(Image-backed grounding data)
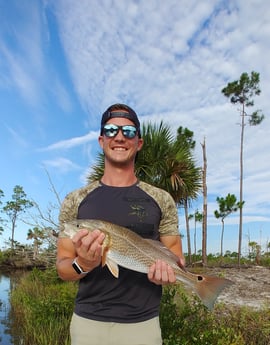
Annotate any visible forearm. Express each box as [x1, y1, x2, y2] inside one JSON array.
[[161, 235, 185, 265], [57, 254, 102, 281], [56, 256, 87, 281]]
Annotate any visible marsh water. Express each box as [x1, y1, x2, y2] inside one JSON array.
[[0, 272, 13, 344], [0, 271, 24, 345]]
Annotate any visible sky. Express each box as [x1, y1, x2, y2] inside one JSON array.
[[0, 0, 270, 255]]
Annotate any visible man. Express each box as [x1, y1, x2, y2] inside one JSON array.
[[57, 103, 185, 345]]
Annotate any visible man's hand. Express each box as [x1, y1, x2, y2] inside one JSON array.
[[72, 229, 105, 271], [147, 259, 176, 285]]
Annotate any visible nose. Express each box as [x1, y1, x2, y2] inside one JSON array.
[[114, 129, 125, 140]]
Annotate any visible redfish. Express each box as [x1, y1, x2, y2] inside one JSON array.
[[63, 219, 232, 309]]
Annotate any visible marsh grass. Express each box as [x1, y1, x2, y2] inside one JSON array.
[[10, 268, 270, 345], [10, 268, 77, 345]]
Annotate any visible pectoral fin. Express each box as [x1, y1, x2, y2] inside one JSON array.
[[101, 247, 119, 278], [105, 257, 119, 278]]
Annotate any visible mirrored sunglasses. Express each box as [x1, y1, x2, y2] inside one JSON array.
[[102, 124, 138, 139]]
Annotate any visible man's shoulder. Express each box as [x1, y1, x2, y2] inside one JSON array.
[[138, 181, 170, 197], [59, 180, 100, 231], [66, 180, 100, 199], [137, 181, 175, 208]]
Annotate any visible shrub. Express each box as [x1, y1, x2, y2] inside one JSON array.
[[10, 268, 77, 345], [160, 285, 269, 345]]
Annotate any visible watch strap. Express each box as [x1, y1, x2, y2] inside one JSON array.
[[72, 257, 90, 274]]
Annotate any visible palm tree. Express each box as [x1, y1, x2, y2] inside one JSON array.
[[135, 122, 201, 200]]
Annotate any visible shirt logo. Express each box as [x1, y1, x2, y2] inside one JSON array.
[[129, 204, 147, 220]]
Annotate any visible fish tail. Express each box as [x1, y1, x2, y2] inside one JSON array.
[[193, 275, 233, 310]]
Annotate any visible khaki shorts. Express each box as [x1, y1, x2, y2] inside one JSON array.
[[70, 313, 162, 345]]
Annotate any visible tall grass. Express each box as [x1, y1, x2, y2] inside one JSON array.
[[10, 268, 77, 345], [10, 268, 270, 345]]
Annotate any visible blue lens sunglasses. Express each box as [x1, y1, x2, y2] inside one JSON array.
[[102, 124, 138, 139]]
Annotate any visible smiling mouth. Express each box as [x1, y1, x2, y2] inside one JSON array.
[[113, 147, 127, 151]]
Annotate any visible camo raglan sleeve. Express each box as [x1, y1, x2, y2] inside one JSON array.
[[138, 181, 179, 236], [58, 182, 100, 238], [58, 190, 82, 238], [158, 189, 179, 236]]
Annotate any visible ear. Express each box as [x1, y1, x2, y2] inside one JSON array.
[[98, 135, 104, 149], [137, 138, 144, 152]]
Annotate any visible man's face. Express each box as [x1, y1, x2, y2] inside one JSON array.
[[98, 116, 143, 166]]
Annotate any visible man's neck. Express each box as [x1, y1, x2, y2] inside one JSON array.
[[101, 167, 137, 187]]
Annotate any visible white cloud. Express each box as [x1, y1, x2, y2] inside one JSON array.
[[41, 130, 98, 151], [42, 157, 80, 173]]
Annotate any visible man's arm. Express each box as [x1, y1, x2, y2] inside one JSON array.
[[161, 235, 185, 266], [147, 235, 185, 285]]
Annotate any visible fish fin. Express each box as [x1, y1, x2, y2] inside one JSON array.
[[101, 245, 109, 266], [105, 257, 119, 278], [192, 275, 233, 310], [101, 247, 119, 278]]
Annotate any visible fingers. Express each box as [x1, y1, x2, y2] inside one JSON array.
[[148, 260, 176, 285], [72, 229, 106, 268]]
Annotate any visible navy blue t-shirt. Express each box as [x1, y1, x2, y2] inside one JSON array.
[[75, 182, 162, 323], [59, 180, 179, 323]]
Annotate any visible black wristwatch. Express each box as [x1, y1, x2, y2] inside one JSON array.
[[72, 257, 90, 274]]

Your goal: If a record holds a picture, leave the picture out and copy the rest exactly.

Exercise result:
Annotate any visible forearm. Express each box as [x1, y1, x2, y2] inside one JSON array.
[[161, 235, 185, 265], [57, 254, 102, 281], [56, 256, 87, 281]]
Annotate any visible marsh water. Express each box as [x1, y1, x2, y2] inside one JSON array.
[[0, 272, 13, 344], [0, 271, 24, 345]]
Annotate any visible sky. Express each box as [x1, y1, x2, y2] inside one JSON array.
[[0, 0, 270, 255]]
Annotate any visible man. Express each box as [x1, y1, x2, y2] inside one JSON array.
[[57, 103, 185, 345]]
Annotate any visible man's hand. Express each box as [x1, y1, x2, y2] inside one JSON array.
[[72, 229, 105, 271], [147, 259, 176, 285]]
Annotate any visible nose. Express each box as [x1, y1, x2, y2] inside one JSON array.
[[114, 129, 125, 140]]
Annotate any visible redfish. Express each box as [x1, y1, x2, y2] inside one JSON array.
[[63, 219, 232, 309]]
Annotate any visible marsh grass. Express each box as [x1, y1, x2, y2] inside one JSON array.
[[10, 268, 270, 345], [10, 268, 77, 345]]
Annotate any visible pectoral fin. Express each box as [x1, y1, x2, y2] inside one JSON array.
[[101, 247, 119, 278], [105, 257, 119, 278]]
Annotate any visible mirrored sunglasses. Express each box as [x1, y1, x2, y2] inside one JSON array.
[[102, 124, 138, 139]]
Annotate any visible man's shoulder. Express each box as [x1, y1, x2, y2] inside one JSON array.
[[138, 181, 170, 197], [59, 180, 100, 231], [66, 180, 100, 199], [137, 181, 175, 208]]
Annotate any visible shrub. Express each box as [x1, y1, x2, y2] inside one JSON array.
[[10, 268, 77, 345], [160, 285, 269, 345]]
Annotate any visible watch strap. Express each box as [x1, y1, x2, y2] inside one JSON array.
[[72, 257, 90, 274]]
Annotate any visible palm tree. Express each box as [x1, y1, x2, y2] inside one JSON array.
[[135, 122, 201, 200]]
Annotate any visible shirt logo. Express each box as [x1, y1, x2, y2] inside one JSON array.
[[129, 204, 147, 220]]
Annotate any visible fish tail. Express each box as [x1, y1, x2, y2] inside one JSON array.
[[193, 275, 233, 310]]
Annotate any visible khaki shorts. Express each box as [x1, y1, x2, y2] inside one JSON array.
[[70, 313, 162, 345]]
Annotate any visible tall grass. Express each box as [x1, y1, x2, y2] inside one JSON array.
[[10, 268, 77, 345], [10, 268, 270, 345]]
Annotate any visible blue lens sunglasses. Express each box as [x1, y1, x2, y2] inside one JSON array.
[[102, 124, 138, 139]]
Annotate any visible smiling mouth. Express each box as [x1, y1, x2, y2] inside one JSON array.
[[113, 147, 127, 151]]
Annotate any visible camo raglan sleeve. Express each box as [x1, y1, x2, y2] inside one JSON array.
[[138, 181, 179, 236], [58, 182, 100, 238], [58, 190, 82, 238], [158, 189, 179, 236]]
Annotate any visible ear. Express each box as [x1, y1, x2, y2] inside one JSON array.
[[98, 135, 104, 149], [137, 138, 144, 152]]
Annotate any visible man's face. Express each box as [x1, y1, x2, y2] inside one JSON array.
[[98, 116, 143, 166]]
Annotate any visible man's neck. Express each box as [x1, y1, x2, y2] inside one JSON array.
[[101, 167, 137, 187]]
Annotate any visible white cloud. Express each box as [x1, y1, x2, y2] inside one JSON array.
[[41, 130, 98, 151], [42, 157, 80, 173]]
Annotate any visible man's arm. Express each box as [x1, y1, x2, y2] inside one JSON array.
[[161, 235, 185, 266], [147, 235, 185, 285]]
Annotate any visible fish fin. Express each box as [x1, y1, x2, y2] inside one JSON array.
[[101, 245, 109, 266], [105, 257, 119, 278], [192, 275, 233, 310], [101, 247, 119, 278]]
Annotate any visible fingers. Express each box as [x1, y1, x2, y2] inside one JSON array.
[[148, 260, 176, 285], [72, 229, 106, 268]]
Annotate any visible navy blue t-shirt. Express each box as [x1, y1, x2, y2] inside one JSON array.
[[75, 182, 162, 323], [59, 180, 179, 323]]
Annotate any visible black wristwatch. Express each box as [x1, y1, x2, y2] inside one JSON array.
[[72, 257, 90, 274]]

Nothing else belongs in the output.